▶ [ЦЕЛЬ ЗАДАНИЯ]:
Сколько миль выше Базеля находится Рейнфельден, если верить тексту для чтения?

▶ [ТЕКСТ ДЛЯ ЧТЕНИЯ]:
Царапина на обороте одного из них, «Rheinfels», которая, как я знал, не могла относиться к Рейнфельсу близ Бингена, дала мне ключ к разгадке места; это старый швейцарский город в семнадцати милях выше Базеля, прославленный в швейцарской истории как главная крепость, защищавшая границу со стороны Шварцвальда. Я отправился туда, как только привел в порядок эскизы Тёрнера в 1858 году, и зарисовал его пером (или кончиком кисти, с которым труднее управляться, но это лучший инструмент) со всех сторон, с которых его рисовал Тёрнер, передавая каждую деталь с рабской точностью, чтобы показать точные изменения, которые он вносил, сочиняя свои сюжеты. Г-н Ле Кё прекрасно скопировал два из этих этюдов, иллюстрации 83 и 84; первая из них — это мост, нарисованный с того места, откуда Тёрнер сделал свой верхний набросок; впоследствии он спустился вплотную к рыбацкому домику и сделал второй, на котором он без колебаний разделяет Рейн мощной пирамидальной скалой, чтобы получить группу твердых линий, указывающих на его главный предмет — башню (сравните § 12, стр. 170 выше); и отбрасывает пенящуюся массу воды влево, чтобы дать лучшее представление о силе реки; изменения формы самой башни — все в высшей степени искусны и величественны. То, что он сделал ее целиком выше моста, убрал пик с ее фронтона слева и добавил маленькое чердачное окно в центре, превращает ее в совершенно благородную массу, а не в разрушенную и обыденную. Я добавил другой сюжет, иллюстрацию 84 — хотя я не мог дать рисунок Тёрнера, который он иллюстрирует, — просто чтобы показать, какой вид сцены современные амбиции и глупость уничтожают по всей Швейцарии. На иллюстрации 83 вдали видна маленькая темная башня, как раз слева от башни моста. Подойдя почти к самому ее подножию, с внешней стороны города, а затем повернувшись назад так, чтобы городские стены оказались справа от вас, вы, надеюсь, все еще сможете увидеть сюжет третьей иллюстрации: старый мост через ров, и более старую стену и башни; гнездо аиста на вершине ближайшей из них; сам ров, ныне почти заполненный нежнейшей травой и цветами; маленький горный ручей, журчащий посреди них, и первый лесистый мыс Юры вдали. Если бы Рейнфельден был местом хоть сколько-нибудь значимым, а не почти разрушенной деревней, именно этот участок земли, стоящий мало или ничего, был бы превращен в железнодорожную станцию, а буфет был бы построен из камней этих башен.

▶ [ЗАПИСИ НАБОРА ДАННЫХ]:

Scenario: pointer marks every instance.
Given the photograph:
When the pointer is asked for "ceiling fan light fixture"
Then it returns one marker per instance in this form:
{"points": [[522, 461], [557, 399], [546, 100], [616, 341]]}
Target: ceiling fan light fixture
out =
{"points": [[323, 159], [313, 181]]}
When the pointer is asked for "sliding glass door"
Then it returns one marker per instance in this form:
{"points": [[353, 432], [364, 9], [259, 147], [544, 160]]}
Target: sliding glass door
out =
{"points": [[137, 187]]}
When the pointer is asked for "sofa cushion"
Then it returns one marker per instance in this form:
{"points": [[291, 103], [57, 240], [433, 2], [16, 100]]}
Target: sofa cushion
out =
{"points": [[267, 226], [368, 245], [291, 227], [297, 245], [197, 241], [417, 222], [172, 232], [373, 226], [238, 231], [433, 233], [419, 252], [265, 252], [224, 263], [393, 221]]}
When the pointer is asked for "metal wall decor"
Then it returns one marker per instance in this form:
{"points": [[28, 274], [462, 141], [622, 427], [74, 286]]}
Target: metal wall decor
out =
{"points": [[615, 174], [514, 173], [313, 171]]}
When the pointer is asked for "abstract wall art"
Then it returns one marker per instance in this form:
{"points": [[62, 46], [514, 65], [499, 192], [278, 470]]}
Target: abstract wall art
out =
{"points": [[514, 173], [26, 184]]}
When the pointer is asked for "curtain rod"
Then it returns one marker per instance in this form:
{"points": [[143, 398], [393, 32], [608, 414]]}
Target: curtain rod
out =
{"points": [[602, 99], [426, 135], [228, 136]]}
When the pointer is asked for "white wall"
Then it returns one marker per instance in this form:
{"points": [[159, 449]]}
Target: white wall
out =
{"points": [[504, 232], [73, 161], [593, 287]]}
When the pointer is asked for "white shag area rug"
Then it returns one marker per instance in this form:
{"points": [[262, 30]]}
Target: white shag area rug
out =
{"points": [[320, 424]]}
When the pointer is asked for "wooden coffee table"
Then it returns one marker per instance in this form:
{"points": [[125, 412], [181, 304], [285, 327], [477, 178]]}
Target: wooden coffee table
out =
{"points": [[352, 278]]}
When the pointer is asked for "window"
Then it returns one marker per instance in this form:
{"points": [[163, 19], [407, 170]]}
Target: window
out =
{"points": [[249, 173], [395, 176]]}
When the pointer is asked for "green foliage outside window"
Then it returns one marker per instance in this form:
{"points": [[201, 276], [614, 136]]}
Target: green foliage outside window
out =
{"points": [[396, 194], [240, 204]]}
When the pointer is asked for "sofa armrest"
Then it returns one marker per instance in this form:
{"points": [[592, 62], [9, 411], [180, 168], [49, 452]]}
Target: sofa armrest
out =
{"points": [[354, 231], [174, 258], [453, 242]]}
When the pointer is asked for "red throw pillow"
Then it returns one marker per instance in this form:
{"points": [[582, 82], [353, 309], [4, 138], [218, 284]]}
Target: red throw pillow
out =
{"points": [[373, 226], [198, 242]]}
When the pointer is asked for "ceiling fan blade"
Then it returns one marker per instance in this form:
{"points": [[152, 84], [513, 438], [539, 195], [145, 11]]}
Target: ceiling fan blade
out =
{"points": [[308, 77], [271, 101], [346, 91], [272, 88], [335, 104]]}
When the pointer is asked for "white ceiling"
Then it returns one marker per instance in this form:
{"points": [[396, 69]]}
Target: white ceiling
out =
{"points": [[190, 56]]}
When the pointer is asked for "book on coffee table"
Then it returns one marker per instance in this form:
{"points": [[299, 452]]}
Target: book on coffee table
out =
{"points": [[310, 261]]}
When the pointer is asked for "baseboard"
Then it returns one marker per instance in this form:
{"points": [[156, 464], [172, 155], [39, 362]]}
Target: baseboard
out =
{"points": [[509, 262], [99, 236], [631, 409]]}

▶ [ПОЛЕ ОТВЕТА]:
Семнадцать миль.